Point labeling examples ▸
▶

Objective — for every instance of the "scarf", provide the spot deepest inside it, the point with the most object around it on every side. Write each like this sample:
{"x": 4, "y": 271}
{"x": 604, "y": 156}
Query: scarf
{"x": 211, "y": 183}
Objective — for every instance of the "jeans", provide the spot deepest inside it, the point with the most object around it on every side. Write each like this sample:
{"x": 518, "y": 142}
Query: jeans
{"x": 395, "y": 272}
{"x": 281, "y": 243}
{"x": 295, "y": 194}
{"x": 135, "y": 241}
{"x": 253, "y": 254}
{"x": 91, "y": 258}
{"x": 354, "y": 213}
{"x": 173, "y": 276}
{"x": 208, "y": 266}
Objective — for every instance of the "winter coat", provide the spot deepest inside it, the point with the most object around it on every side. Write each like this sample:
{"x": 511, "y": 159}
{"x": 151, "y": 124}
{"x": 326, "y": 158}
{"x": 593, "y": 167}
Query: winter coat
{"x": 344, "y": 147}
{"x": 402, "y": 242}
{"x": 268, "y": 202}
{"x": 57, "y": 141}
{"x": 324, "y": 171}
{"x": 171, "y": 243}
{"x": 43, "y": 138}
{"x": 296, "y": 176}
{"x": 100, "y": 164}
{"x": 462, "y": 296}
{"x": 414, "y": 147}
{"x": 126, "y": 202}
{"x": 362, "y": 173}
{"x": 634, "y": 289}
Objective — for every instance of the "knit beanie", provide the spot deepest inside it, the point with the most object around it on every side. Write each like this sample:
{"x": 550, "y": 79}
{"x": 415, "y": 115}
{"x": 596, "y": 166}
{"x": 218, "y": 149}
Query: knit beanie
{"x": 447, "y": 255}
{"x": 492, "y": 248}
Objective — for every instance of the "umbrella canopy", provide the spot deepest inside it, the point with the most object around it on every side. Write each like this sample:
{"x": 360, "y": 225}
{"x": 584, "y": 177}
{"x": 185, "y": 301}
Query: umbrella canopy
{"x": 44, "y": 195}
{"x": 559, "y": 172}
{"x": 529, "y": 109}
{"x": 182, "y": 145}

◀

Aim ▸
Quote all the records exactly, please, leaving none out.

Answer to the task ▸
Objective — for every instance of the "scarf", provide the spot deepest inside it, the point with the most object around it on every side. Write each like this sample:
{"x": 4, "y": 271}
{"x": 604, "y": 156}
Query: scarf
{"x": 211, "y": 183}
Objective — for every instance of the "jeans", provide the spot deepest inside it, the point with the most object around it on every side. Write each like this sample:
{"x": 518, "y": 142}
Query: jeans
{"x": 395, "y": 272}
{"x": 281, "y": 243}
{"x": 295, "y": 194}
{"x": 135, "y": 241}
{"x": 253, "y": 254}
{"x": 91, "y": 258}
{"x": 354, "y": 213}
{"x": 173, "y": 276}
{"x": 208, "y": 266}
Objective — for every instance of the "winter coat", provide the spot deepest inside it, the point with the most object around it on every side. Write each like this sample:
{"x": 511, "y": 159}
{"x": 151, "y": 124}
{"x": 326, "y": 158}
{"x": 593, "y": 167}
Query: winter coat
{"x": 344, "y": 147}
{"x": 402, "y": 242}
{"x": 268, "y": 202}
{"x": 57, "y": 141}
{"x": 324, "y": 171}
{"x": 171, "y": 243}
{"x": 43, "y": 138}
{"x": 296, "y": 176}
{"x": 100, "y": 164}
{"x": 462, "y": 296}
{"x": 414, "y": 147}
{"x": 126, "y": 202}
{"x": 362, "y": 173}
{"x": 634, "y": 289}
Objective — for every instance of the "knit beanie", provide the spot deepest inside it, the point with the most object around it on every side. Write each like this sample:
{"x": 550, "y": 79}
{"x": 415, "y": 115}
{"x": 596, "y": 166}
{"x": 218, "y": 149}
Query: knit beanie
{"x": 447, "y": 255}
{"x": 492, "y": 248}
Objective — for every instance of the "umbrella canopy", provide the spot deepest inside it, the point with the most object around it on every side. Write each like this sample:
{"x": 360, "y": 225}
{"x": 584, "y": 177}
{"x": 185, "y": 301}
Query: umbrella canopy
{"x": 44, "y": 195}
{"x": 559, "y": 172}
{"x": 529, "y": 109}
{"x": 182, "y": 145}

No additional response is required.